Is it possible to use CPU cache in Golang? - go

Consider some memory and CPU intensive task:
e.g.: Task Block: read 16 bytes from memory then do CPU job. Then write back to memory.
And this Task Block can be parallelizable meaning each core can ran one Task Block.
e.g.: 8 CPU needs 8*16 byte cache but concurrently.

Yes, and just like all other code running on your machine, they all use CPU cache.
It's much too broad of a question to tell you how to code your app to make it the most efficient use of cache. I highly recommend setting up Go Benchmarks and then refactor your code and compare times. (Note, do not benchmark within a VM - VMs, and kind on any platform, do not have accurate enough clocks for Go's benchmarking. Run all Benchmarks native to your OS instead, no VM).
It all comes down to your ability to code the application to make efficient use of that CPU cache. This is a much broader topic for how you use your variables, how often they get updated, what stays on the heap or gets GC on the stack and how often, etc.
One tiny example to point you in the right direction to read more about efficient L1 and L2 cache development...
L1 cache uses 64 bit rows. If you want to store 4x 16bit Int16s, typically they will be allocated on the stack and most likely all stored on the same row of cache.
Say you want to update one of the Int16s? Well, CPU cache cannot update part of the row: It will have to invalidate the entire row, and allocate a whole new row of cache with the previous 3 Int16s and your new updates value.
Very inefficient.
One solution to that problem is use Int64s, which the CPU cache will only invalidate 1 row but yet keep the other 3 in cache for quick reads. Are you doing more push or pops? etc.
Again, it highly depends on your use case: this may even slow things down if you are using a lot of context switching of those 4 ints (e.g. mutex locks). In which case that's a whole different problem to optimize.
I recommend reading up on high frequency scaling and memory allocations on the stack and heaps.

Related

How can assembly language makes computer with specific cache design runs faster?

I am new to assembly language and cache design and recently our professor gave us a question about writing assembly language instructions to make computers with specific cache design run faster. I have no clue how to use assembly to improve performance. Can I get any hints?
The two cache designs are like this:
Cache A: 128 sets, 2-way set
associative, 32-byte blocks, write-through, and no-write-allocate.
Cache B: 256 sets, direct-mapped, 32-byte blocks, write-back, and
write-allocate.
The question is:
Describe a little assembly language program snippet, two instructions
are sufficient, that makes Computer A (uses the Cache A design) run as
much faster as possible than Computer B (uses the Cache B design).
And there is another question asking the opposite:
Write a little assembly language program snippet, two instructions is
sufficient, that makes Computer B run as much faster as possible than
Computer A.
To be slow with the direct-mapped cache but fast with the associative cache, your best bet is probably 2 loads1.
Create a conflict-miss due to cache aliasing on that machine but not the other. i.e. 2 loads that can't both hit in cache back-to-back, because they index the same set.
Assume the snippet will be run in a loop, or that cache is already hot for some other reason before your snippet runs. You can probably also assume that a register holds a valid pointer with some known alignment relative to a 32-byte cache-lie boundary, i.e. you can set pre-conditions for your snippet.

____________________

Decide whether each statement below agrees with the thread above. Answer yes or no, and quote the words from the thread that settle it. 1. The answer advises running Go benchmarks inside a virtual machine. 2. Cache B is described as direct-mapped. 3. The answer says CPU cache can update part of a row.

#### Collected material

____________________

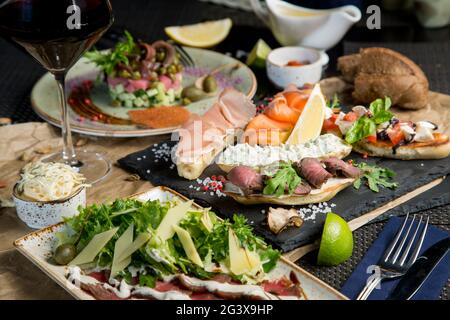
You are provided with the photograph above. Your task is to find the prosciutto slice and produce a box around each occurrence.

____________________

#### Output for this task
1. No: "do not benchmark within a VM"
2. Yes: "Cache B: 256 sets, direct-mapped, 32-byte blocks"
3. No: "CPU cache cannot update part of the row"